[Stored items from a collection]
__________
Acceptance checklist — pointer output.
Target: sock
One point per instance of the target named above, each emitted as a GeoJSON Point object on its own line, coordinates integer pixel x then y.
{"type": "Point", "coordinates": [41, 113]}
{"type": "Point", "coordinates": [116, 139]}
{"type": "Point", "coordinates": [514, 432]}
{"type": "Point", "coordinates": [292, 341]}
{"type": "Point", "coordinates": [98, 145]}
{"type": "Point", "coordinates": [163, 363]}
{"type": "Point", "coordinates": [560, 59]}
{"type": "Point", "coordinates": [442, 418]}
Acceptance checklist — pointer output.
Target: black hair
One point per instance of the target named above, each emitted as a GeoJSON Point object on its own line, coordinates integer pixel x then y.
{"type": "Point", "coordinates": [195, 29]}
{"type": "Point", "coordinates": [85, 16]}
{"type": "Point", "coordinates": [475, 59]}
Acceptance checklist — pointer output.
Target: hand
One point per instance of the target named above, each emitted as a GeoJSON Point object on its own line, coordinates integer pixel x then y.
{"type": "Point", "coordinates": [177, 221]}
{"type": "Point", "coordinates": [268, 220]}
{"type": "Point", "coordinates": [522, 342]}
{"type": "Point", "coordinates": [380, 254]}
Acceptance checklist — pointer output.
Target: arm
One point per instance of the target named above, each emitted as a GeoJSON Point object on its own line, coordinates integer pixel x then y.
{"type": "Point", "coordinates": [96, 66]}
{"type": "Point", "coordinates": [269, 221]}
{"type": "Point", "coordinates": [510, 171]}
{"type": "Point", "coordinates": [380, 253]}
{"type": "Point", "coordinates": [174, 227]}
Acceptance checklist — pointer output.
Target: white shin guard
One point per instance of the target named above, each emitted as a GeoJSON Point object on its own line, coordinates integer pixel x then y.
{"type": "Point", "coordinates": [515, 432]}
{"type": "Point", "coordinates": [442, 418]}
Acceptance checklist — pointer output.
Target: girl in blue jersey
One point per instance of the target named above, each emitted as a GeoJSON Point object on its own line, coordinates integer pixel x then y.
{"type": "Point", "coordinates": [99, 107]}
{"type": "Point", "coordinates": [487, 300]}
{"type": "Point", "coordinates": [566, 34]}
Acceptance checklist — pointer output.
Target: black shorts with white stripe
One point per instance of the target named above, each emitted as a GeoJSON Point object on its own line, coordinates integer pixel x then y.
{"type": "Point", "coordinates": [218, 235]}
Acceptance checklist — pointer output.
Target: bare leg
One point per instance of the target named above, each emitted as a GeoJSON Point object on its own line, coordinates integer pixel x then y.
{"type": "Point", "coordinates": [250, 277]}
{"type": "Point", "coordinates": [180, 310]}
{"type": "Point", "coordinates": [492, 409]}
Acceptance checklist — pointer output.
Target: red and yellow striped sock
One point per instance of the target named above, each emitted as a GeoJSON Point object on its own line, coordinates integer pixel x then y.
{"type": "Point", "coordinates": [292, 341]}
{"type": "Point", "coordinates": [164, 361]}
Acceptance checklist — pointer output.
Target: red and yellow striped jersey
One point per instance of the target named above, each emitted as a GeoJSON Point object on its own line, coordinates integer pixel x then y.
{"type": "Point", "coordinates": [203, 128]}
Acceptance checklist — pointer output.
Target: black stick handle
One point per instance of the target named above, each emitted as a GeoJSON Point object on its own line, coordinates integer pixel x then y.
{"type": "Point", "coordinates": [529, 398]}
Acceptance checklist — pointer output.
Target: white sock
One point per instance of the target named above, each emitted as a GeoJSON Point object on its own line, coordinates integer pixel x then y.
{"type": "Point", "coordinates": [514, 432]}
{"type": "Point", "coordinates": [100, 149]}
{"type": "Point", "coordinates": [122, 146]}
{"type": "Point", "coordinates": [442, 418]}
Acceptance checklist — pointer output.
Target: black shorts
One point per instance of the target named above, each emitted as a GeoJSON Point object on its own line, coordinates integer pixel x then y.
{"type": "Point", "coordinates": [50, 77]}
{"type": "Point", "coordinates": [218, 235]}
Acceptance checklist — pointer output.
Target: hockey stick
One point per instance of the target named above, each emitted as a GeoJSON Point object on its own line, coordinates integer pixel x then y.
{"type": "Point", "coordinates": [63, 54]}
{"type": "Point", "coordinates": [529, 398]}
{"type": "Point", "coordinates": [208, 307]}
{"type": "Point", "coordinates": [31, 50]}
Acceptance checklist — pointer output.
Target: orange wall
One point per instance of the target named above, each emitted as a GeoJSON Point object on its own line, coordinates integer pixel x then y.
__________
All entries given above should be transcribed exactly, with none omitted.

(Finished task)
Acceptance checklist — pointer output.
Target: sock
One point per instance of the target named above, each emitted as a GeoJSON Point object on its own line, coordinates integer pixel x then y.
{"type": "Point", "coordinates": [41, 113]}
{"type": "Point", "coordinates": [116, 139]}
{"type": "Point", "coordinates": [514, 432]}
{"type": "Point", "coordinates": [292, 341]}
{"type": "Point", "coordinates": [98, 145]}
{"type": "Point", "coordinates": [163, 363]}
{"type": "Point", "coordinates": [560, 59]}
{"type": "Point", "coordinates": [442, 418]}
Acceptance checklist — pointer output.
Target: black hair
One point per instance of the target named above, each emitted as a GeoJSON Point object on its own line, coordinates integer pixel x then y.
{"type": "Point", "coordinates": [195, 29]}
{"type": "Point", "coordinates": [85, 16]}
{"type": "Point", "coordinates": [475, 59]}
Acceptance checklist — pointer output.
Target: hand
One point per instance of the target named above, each emitted as a GeoJSON Point object on its own line, coordinates integer pixel x then y.
{"type": "Point", "coordinates": [177, 221]}
{"type": "Point", "coordinates": [268, 220]}
{"type": "Point", "coordinates": [522, 342]}
{"type": "Point", "coordinates": [380, 254]}
Acceptance checklist — pointer output.
Target: arm
One point per instance of the target named above, each emitted as a GeoJSON Point object on its own line, coordinates integer pixel x then y.
{"type": "Point", "coordinates": [96, 66]}
{"type": "Point", "coordinates": [269, 221]}
{"type": "Point", "coordinates": [510, 171]}
{"type": "Point", "coordinates": [380, 253]}
{"type": "Point", "coordinates": [174, 227]}
Acceptance checklist — pointer output.
Target: white shin guard
One point per instance of the target named above, each emitted as a GeoJSON Point object on its own line, coordinates integer pixel x then y.
{"type": "Point", "coordinates": [515, 432]}
{"type": "Point", "coordinates": [442, 418]}
Acceptance checklist — pointer output.
Target: girl in blue jersey
One point per instance of the target named above, each emitted as a GeoJSON Point object on its own line, coordinates integer pixel x then y.
{"type": "Point", "coordinates": [99, 107]}
{"type": "Point", "coordinates": [487, 300]}
{"type": "Point", "coordinates": [566, 34]}
Acceptance checklist — pointer output.
Target: black shorts with white stripe
One point per instance of the target named above, each emitted as a GeoJSON Point object on its own line, coordinates integer pixel x then y.
{"type": "Point", "coordinates": [218, 235]}
Acceptance checklist — pointer output.
Target: bare leg
One point per instance of the target named above, each emitted as a GeoJSON Point object on its own line, coordinates integer pixel x then y.
{"type": "Point", "coordinates": [250, 277]}
{"type": "Point", "coordinates": [180, 310]}
{"type": "Point", "coordinates": [492, 409]}
Acceptance checklist — pointer output.
Target: red and yellow striped sock
One point per instance of the target named above, each emitted as a GeoJSON Point object on its own line, coordinates integer pixel x then y.
{"type": "Point", "coordinates": [292, 341]}
{"type": "Point", "coordinates": [164, 361]}
Acceptance checklist — pointer output.
Target: red and yellow striped jersey
One point per instance of the target named above, each emitted as a GeoJSON Point object on its own line, coordinates integer pixel x then y.
{"type": "Point", "coordinates": [203, 128]}
Acceptance checklist — pointer output.
Target: black stick handle
One point per instance of the target named above, each emitted as a GeoJSON Point object on its own line, coordinates integer pixel x then y.
{"type": "Point", "coordinates": [529, 398]}
Acceptance checklist — pointer output.
Target: white sock
One point per instance of the target named above, each emitted as a GeoJSON Point object on its own line, coordinates integer pixel x then y.
{"type": "Point", "coordinates": [514, 432]}
{"type": "Point", "coordinates": [100, 149]}
{"type": "Point", "coordinates": [122, 146]}
{"type": "Point", "coordinates": [442, 418]}
Acceptance checklist — pointer output.
Target: black shorts
One point per instance of the target named above, each emitted as a GeoJSON Point object on its own line, coordinates integer pixel x then y.
{"type": "Point", "coordinates": [50, 77]}
{"type": "Point", "coordinates": [218, 235]}
Acceptance checklist — pointer output.
Target: hockey stick
One point per instance of the target named above, each emitted as a GeoJSON Point object on its own line, coordinates integer pixel x then y.
{"type": "Point", "coordinates": [63, 54]}
{"type": "Point", "coordinates": [529, 398]}
{"type": "Point", "coordinates": [208, 307]}
{"type": "Point", "coordinates": [31, 50]}
Acceptance checklist — pointer output.
Target: orange wall
One point per instance of the target named above, each emitted as a GeoJSON Point object on its own line, coordinates integer pixel x then y.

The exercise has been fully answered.